Your instructions
All of the data, from the first line to the last, should be reproduced without alteration.

*** Opening Source material ***

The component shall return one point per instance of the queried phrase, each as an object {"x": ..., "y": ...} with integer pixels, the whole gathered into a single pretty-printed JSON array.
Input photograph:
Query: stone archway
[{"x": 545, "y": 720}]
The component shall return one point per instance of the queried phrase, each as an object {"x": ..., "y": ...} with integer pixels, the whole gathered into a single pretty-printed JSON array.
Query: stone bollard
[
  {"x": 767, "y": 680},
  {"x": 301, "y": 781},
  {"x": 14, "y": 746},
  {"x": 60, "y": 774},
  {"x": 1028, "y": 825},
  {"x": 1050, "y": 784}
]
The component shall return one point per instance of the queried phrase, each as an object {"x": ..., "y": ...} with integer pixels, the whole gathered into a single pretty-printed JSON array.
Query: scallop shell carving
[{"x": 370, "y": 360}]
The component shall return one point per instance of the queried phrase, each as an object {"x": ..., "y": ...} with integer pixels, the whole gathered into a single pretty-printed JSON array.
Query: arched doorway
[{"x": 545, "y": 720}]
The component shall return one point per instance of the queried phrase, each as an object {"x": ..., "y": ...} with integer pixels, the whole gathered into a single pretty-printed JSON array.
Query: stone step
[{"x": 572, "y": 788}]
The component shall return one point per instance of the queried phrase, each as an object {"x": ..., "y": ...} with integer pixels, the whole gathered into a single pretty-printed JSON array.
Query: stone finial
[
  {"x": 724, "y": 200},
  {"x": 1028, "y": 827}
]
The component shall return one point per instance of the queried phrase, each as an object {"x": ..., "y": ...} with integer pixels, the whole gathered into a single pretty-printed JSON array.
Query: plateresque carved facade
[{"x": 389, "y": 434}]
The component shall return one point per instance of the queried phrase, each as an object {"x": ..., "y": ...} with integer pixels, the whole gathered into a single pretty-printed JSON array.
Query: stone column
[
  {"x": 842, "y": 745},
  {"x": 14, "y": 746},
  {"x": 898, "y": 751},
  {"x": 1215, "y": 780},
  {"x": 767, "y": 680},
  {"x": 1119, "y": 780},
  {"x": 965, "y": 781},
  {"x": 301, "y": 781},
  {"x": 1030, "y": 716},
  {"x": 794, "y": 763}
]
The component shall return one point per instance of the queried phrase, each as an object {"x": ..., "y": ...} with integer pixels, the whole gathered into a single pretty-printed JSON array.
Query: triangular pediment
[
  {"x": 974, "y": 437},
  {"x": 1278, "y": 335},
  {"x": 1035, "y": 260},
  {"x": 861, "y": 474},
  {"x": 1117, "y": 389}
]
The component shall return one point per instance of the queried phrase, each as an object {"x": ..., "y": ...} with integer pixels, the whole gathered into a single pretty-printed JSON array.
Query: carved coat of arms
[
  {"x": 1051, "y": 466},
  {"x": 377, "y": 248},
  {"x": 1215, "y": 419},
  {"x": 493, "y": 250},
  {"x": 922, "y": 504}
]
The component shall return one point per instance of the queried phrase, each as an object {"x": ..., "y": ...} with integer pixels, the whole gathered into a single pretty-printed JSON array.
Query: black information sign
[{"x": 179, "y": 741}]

*** Closing Source material ***

Response box
The component shall return one point per instance of the queried phrase, each as an object {"x": ..., "y": ...} with integer pixels, the whole gathered into a single pretty-printed JSON array.
Input photograph:
Query: stone archway
[{"x": 545, "y": 720}]
The component shall return one point per instance of the queried phrase, each as an object {"x": ..., "y": ...} with integer pixels, the whole gathered into a single pretty-printed JSON array.
Query: stone bollard
[
  {"x": 767, "y": 680},
  {"x": 301, "y": 781},
  {"x": 14, "y": 746},
  {"x": 60, "y": 774},
  {"x": 1028, "y": 825},
  {"x": 1050, "y": 784}
]
The component shall return one point per instance of the queried phrase, each as an object {"x": ..., "y": ...} with integer pixels, the whole gathered into a single pretty-printed JSON array.
Query: scallop shell carving
[{"x": 370, "y": 360}]
The component shall return one point per instance of the queried phrase, each as an object {"x": ..., "y": ...} with integer pixels, the whole gathered into a single pretty-printed JSON array.
Query: arched doorway
[{"x": 545, "y": 720}]
The component shall return one point per instance of the queried phrase, each as an object {"x": ..., "y": ...} with integer pixels, the whole gathered into a single pretty-printed JSON array.
Query: stone step
[{"x": 572, "y": 788}]
The component shall return one point per instance of the queried phrase, each as an object {"x": ..., "y": ...} with integer pixels, the whole gathered into a single pretty-printed JSON array.
Query: stone finial
[
  {"x": 724, "y": 200},
  {"x": 1028, "y": 827}
]
The component shall return one point per instance of the queried phrase, each as an object {"x": ..., "y": ...} with integer pixels, the whole gathered into a single pretty-printed JSON array.
Query: plateresque carved facade
[{"x": 389, "y": 434}]
The component shall return one point per instance of the queried phrase, each as an object {"x": ..., "y": ...} with integer pixels, the whole gathered into a single pretty-printed JSON array.
Query: stone column
[
  {"x": 842, "y": 745},
  {"x": 14, "y": 746},
  {"x": 898, "y": 751},
  {"x": 1215, "y": 780},
  {"x": 767, "y": 680},
  {"x": 1119, "y": 780},
  {"x": 965, "y": 781},
  {"x": 301, "y": 781},
  {"x": 1030, "y": 716},
  {"x": 794, "y": 763}
]
The component shall return one point per instance of the queried phrase, each as an object {"x": ..., "y": ...} with integer pixels, the whole gathered into a single pretty-printed JSON array.
Query: triangular pediment
[
  {"x": 974, "y": 437},
  {"x": 1278, "y": 335},
  {"x": 1035, "y": 260},
  {"x": 861, "y": 474},
  {"x": 1117, "y": 389}
]
The component shall return one point per instance of the queried phrase, each as an object {"x": ..., "y": ...} with integer pixels, the whole gathered into a single pretty-printed JSON array.
Query: carved coat of arms
[
  {"x": 1051, "y": 466},
  {"x": 377, "y": 248},
  {"x": 1215, "y": 419},
  {"x": 493, "y": 250},
  {"x": 922, "y": 504}
]
The component shall return one point per instance of the queried phrase, each as an object {"x": ..., "y": ...} with integer pixels, the whole gathered into a single pretty-printed JSON array.
Query: black information sign
[{"x": 179, "y": 741}]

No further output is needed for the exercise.